*** RECORDS PROVIDED Section Begins ***

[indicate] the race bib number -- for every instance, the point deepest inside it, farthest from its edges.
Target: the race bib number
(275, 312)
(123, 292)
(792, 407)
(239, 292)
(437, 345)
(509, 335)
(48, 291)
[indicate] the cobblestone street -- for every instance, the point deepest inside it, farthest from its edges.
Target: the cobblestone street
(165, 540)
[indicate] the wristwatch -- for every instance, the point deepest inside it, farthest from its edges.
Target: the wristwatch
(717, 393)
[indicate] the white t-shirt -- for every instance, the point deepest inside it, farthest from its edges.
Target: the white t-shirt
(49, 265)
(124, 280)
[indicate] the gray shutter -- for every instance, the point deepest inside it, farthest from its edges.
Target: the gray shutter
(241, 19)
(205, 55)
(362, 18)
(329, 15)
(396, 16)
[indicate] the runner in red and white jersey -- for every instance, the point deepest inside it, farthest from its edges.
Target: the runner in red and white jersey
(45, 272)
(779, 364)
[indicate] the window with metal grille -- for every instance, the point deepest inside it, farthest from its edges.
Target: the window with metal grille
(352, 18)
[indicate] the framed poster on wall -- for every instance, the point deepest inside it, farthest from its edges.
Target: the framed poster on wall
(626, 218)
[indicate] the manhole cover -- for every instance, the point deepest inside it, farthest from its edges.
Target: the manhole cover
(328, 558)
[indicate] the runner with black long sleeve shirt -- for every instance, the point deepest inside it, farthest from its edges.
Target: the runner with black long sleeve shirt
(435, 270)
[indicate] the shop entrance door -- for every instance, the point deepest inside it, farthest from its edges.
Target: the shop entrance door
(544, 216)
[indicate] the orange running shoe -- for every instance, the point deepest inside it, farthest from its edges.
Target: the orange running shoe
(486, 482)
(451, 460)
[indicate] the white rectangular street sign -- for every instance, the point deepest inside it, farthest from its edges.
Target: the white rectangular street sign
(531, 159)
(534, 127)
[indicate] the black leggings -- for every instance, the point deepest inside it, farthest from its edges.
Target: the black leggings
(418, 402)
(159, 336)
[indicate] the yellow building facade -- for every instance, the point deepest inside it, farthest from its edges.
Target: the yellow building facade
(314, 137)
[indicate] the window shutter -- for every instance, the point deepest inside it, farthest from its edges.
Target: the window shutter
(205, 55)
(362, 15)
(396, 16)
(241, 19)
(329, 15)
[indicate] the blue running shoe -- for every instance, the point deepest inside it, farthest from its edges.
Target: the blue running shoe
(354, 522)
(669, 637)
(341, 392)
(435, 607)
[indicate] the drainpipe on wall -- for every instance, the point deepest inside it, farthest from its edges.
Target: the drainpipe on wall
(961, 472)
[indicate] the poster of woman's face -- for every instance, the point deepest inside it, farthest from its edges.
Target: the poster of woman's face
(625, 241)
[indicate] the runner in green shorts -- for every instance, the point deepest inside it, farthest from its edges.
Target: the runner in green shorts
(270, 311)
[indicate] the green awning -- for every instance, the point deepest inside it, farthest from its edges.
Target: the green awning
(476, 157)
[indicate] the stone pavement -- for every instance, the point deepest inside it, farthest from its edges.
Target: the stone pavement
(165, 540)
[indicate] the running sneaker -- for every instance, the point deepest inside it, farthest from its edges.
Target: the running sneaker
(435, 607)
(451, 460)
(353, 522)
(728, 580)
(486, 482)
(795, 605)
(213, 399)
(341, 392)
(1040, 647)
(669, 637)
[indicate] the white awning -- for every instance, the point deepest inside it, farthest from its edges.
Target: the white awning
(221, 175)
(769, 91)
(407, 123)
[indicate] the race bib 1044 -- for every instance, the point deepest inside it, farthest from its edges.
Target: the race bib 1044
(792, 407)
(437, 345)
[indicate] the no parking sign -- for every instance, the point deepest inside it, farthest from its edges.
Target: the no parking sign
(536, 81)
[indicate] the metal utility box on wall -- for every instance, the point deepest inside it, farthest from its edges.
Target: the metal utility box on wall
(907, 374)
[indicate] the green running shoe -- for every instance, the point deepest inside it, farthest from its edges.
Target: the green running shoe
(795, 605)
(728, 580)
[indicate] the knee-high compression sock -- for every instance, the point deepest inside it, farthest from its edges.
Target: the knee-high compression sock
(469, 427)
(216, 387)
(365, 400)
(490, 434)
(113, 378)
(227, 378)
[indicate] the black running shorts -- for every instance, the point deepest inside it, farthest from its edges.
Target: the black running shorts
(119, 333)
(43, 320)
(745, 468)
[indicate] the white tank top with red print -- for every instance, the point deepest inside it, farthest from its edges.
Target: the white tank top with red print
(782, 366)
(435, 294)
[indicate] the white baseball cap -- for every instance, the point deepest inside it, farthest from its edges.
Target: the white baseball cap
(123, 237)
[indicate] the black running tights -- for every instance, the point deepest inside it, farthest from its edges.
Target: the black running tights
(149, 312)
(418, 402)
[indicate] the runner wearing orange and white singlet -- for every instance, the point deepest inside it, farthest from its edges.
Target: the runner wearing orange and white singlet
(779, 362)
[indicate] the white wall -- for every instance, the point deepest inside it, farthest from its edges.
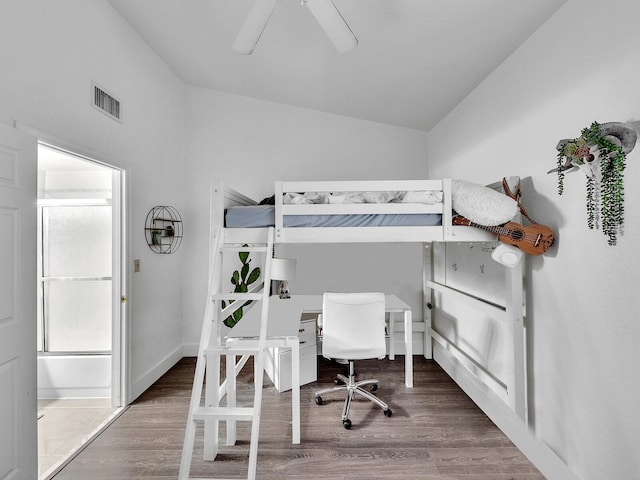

*** RECORDS PROVIDED Section Ends ***

▶ EXERCISE REQUIREMENTS: What the records say must be written out exactly, with none of their pictures.

▶ PROBLEM SOLUTION:
[indicate] the race bib number -- for every instance, the point deepest inside it, farthest from its edges.
Target: the race bib number
(275, 312)
(123, 292)
(792, 407)
(239, 292)
(437, 345)
(509, 335)
(48, 291)
[indicate] the cobblestone street -- for every instance, the point deepest inside it, farthest from its edges.
Target: the cobblestone street
(165, 540)
[indicate] the wristwatch -- for every instance, the point deepest inside it, farthest from its edges.
Target: the wristwatch
(717, 393)
[indicate] the white t-shirt -- for every instance, the point deepest inside it, farthest from its edges.
Target: the white t-shirt
(49, 265)
(124, 280)
[indicate] the gray shutter -- for every instance, the point deepest inside it, farthest from its edges.
Target: the gray shutter
(241, 19)
(205, 55)
(362, 18)
(329, 15)
(396, 16)
[indicate] the runner in red and white jersey -- for every instance, the point deepest inside it, farthest from its edges.
Target: the runner in red and white jersey
(45, 272)
(779, 364)
[indicate] the window with metal grille -- for every instance, the point deepest inside it, farthest from its edges.
Target: the window with metal grille
(352, 18)
[indicate] the framed poster on wall -- for every instance, the point deepest inside it, farthest from its edges.
Target: the framed poster on wall
(626, 218)
[indicate] the manhole cover -- for every instance, the point deepest inside it, farthest from its edges.
Target: the manhole cover
(328, 558)
[indicate] the runner with black long sleeve shirt -- for every instance, the point deepest inside it, farthest from its edges.
Target: the runner with black long sleeve shirt
(435, 270)
[indicate] the shop entrance door -- for every instance, the point deepest inside it, farthest from its edges.
Target: the shop entrance door
(544, 216)
[indicate] the orange running shoe -- for every instance, the point deepest inside it, farthest from its edges.
Target: the orange running shoe
(486, 482)
(451, 460)
[indicate] the white rectangular street sign -- for every instance, the point deepest inside it, farthest from its edges.
Target: the white rectangular street sign
(531, 159)
(534, 127)
[indicate] the black leggings -- for every instance, the point deepest inside it, farthest from its edges.
Target: the black leggings
(418, 402)
(159, 336)
[indicate] the yellow building facade -- for every instance, the point deepest inside it, farthest from its edges.
Target: the yellow building facade
(314, 137)
[indicate] the window shutter -- for every instance, the point deepest inside it, farthest from its edges.
Target: the window shutter
(205, 55)
(362, 15)
(396, 16)
(241, 19)
(329, 15)
[indicate] the blue running shoe -- for every instance, the point deepest inside it, farthest from its edges.
Target: the blue running shoe
(354, 522)
(669, 637)
(341, 392)
(435, 607)
[indicate] the drainpipe on wall -- for every instance, the point deepest inside it, farthest from its edges.
Target: the drainpipe on wall
(961, 472)
[indicate] the poster of woman's face -- for every instance, the point deepest inside it, farthest from its edges.
Target: the poster of woman's face
(625, 241)
[indicate] the runner in green shorts -- for every instance, the point deepest inside it, farthest from its edges.
Target: the runner in green shorts
(270, 311)
[indicate] the green awning -- for every instance, the point deepest inside it, farthest from its edges.
Target: the green awning
(476, 157)
[indicate] the stone pavement -- for every instance, the point deepest inside it, farthest from its edges.
Target: the stone pavement
(165, 540)
[indicate] the running sneaker -- for every instance, the point deepest inside it, farthest from its edges.
Target: the running sneaker
(435, 607)
(451, 460)
(353, 522)
(728, 580)
(486, 482)
(795, 605)
(213, 399)
(341, 392)
(1040, 647)
(669, 637)
[indicate] the white awning -- for every instance, the point deepest inside it, farthest from its edges.
Target: the white awning
(221, 175)
(769, 91)
(407, 123)
[indicate] the race bib 1044 -- for every instance, the point deepest inside it, farthest from its edges.
Target: the race bib 1044
(792, 407)
(437, 345)
[indicate] the no parking sign -- for every instance, the point deepest inside it, farthest from its edges.
Target: the no parking sign
(536, 81)
[indicate] the metal utility box on wall -- for every instance, the point deepest inside it, farthest from its edges.
Target: the metal utility box on wall
(907, 374)
[indicate] the green running shoe -- for every instance, the point deepest inside it, farthest from its edges.
Target: the green running shoe
(795, 605)
(728, 580)
[indicate] the knee-high compression sock -- for every instance, the point deepest inside it, farthest from its edges.
Target: the knee-high compression sock
(469, 427)
(216, 387)
(365, 400)
(490, 434)
(113, 378)
(227, 378)
[indicate] the black running shorts -- for every instance, the point deepest inside it, farthest from its edges.
Target: the black running shorts
(119, 333)
(43, 320)
(745, 468)
[indicate] the white tank top with red print -- for every instance, the point deepest inside it, farthest from its edges.
Target: the white tank top with red print
(782, 366)
(435, 294)
[indicate] the white baseball cap -- for every instance, the point deepest inside it, farthest from its edges.
Target: the white baseball cap
(123, 237)
[indicate] the black running tights -- for every instance, the point deepest inside it, farthest from its edges.
Target: the black running tights
(149, 312)
(418, 402)
[indicate] the runner wearing orange and white singlet -- for every instance, the point deepest inside it, farthest from its edges.
Target: the runner wearing orange and white singlet
(779, 362)
[indicate] the white wall -- for every instance, the point deepest inside it, farthest from its edges.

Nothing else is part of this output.